TASK DESCRIPTION | Restate word for word the entries below, starting with the line with "TARGET = main wheel" and continuing through the line with "TARGET = tail fin". Include both of those lines and no others.

AVAILABLE DATA |
*** Begin section ***

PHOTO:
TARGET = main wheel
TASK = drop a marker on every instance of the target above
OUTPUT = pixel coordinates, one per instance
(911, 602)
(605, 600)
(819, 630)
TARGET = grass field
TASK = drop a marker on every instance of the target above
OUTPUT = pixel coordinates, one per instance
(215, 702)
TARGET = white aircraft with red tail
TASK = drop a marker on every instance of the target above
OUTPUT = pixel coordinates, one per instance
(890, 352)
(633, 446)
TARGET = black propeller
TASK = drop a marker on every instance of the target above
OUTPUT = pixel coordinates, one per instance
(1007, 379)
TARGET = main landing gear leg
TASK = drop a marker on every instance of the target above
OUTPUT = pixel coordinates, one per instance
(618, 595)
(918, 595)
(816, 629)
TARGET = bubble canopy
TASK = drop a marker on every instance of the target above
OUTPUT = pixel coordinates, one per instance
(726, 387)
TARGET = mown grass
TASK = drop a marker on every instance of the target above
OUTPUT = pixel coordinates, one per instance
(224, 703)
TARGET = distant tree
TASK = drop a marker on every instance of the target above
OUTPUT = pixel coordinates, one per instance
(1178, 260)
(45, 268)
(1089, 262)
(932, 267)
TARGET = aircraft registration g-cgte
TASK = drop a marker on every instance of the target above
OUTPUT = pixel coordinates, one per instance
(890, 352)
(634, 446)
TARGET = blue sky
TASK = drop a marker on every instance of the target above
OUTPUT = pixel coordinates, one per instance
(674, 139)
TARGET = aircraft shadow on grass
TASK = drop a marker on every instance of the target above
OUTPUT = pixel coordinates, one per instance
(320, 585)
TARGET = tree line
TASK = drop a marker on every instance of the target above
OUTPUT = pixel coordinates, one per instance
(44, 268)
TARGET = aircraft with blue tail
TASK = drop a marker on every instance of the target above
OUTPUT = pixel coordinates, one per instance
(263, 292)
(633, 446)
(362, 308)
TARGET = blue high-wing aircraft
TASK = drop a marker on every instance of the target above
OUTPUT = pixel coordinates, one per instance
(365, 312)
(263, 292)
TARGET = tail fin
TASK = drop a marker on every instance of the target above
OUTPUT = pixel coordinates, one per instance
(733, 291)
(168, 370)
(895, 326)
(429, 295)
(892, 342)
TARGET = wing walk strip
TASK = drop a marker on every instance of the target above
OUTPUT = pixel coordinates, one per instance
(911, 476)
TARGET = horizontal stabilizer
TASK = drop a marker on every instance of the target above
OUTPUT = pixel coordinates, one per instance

*** End section ***

SOLUTION TO THE EXERCISE |
TARGET = main wheel
TASK = drop a marker on every instance of the target above
OUTPUT = pixel coordinates, one per instance
(911, 602)
(605, 600)
(819, 630)
TARGET = grass field
TASK = drop a marker on every instance of the target above
OUTPUT = pixel coordinates, one per instance
(215, 702)
TARGET = white aircraft with red tail
TASK = drop a marker on every instance of the target above
OUTPUT = pixel coordinates, one per instance
(890, 352)
(633, 446)
TARGET = black propeller
TASK = drop a marker on every instance of the target above
OUTPUT = pixel coordinates, one per instance
(1007, 379)
TARGET = main landing gear leg
TASK = drop a marker on every instance of the target above
OUTPUT = pixel coordinates, one per instance
(618, 595)
(918, 595)
(816, 629)
TARGET = bubble canopy
TASK = drop a marker on every instance of the target above
OUTPUT = pixel coordinates, one per instance
(726, 387)
TARGET = mown grass
TASK = drop a marker on every instance of the target above
OUTPUT = pixel coordinates, one per instance
(224, 703)
TARGET = distant tree
TASK = drop a marker on every instance of the target above
OUTPUT = pixel coordinates, one per instance
(1178, 260)
(45, 268)
(1089, 262)
(932, 267)
TARGET = aircraft registration g-cgte
TASK = drop a marker on every instance of the target above
OUTPUT = pixel coordinates, one per instance
(890, 352)
(634, 446)
TARGET = blue sky
TASK = drop a marker on every instance of the target above
OUTPUT = pixel coordinates, one per instance
(674, 139)
TARGET = aircraft shadow on grass
TASK = drop a marker on every instance of the target above
OUTPUT = pixel coordinates, one per instance
(320, 585)
TARGET = tree line
TASK = drop a marker on every instance of the target above
OUTPUT = pixel coordinates, one per instance
(44, 268)
TARGET = aircraft with blue tail
TASK = drop a marker on every instance of the target above
OUTPUT = pixel coordinates, one per instance
(263, 292)
(633, 446)
(362, 308)
TARGET = blue high-wing aircraft
TASK = drop a marker on every instance of the target above
OUTPUT = pixel coordinates, one per instance
(365, 312)
(263, 292)
TARGET = tail fin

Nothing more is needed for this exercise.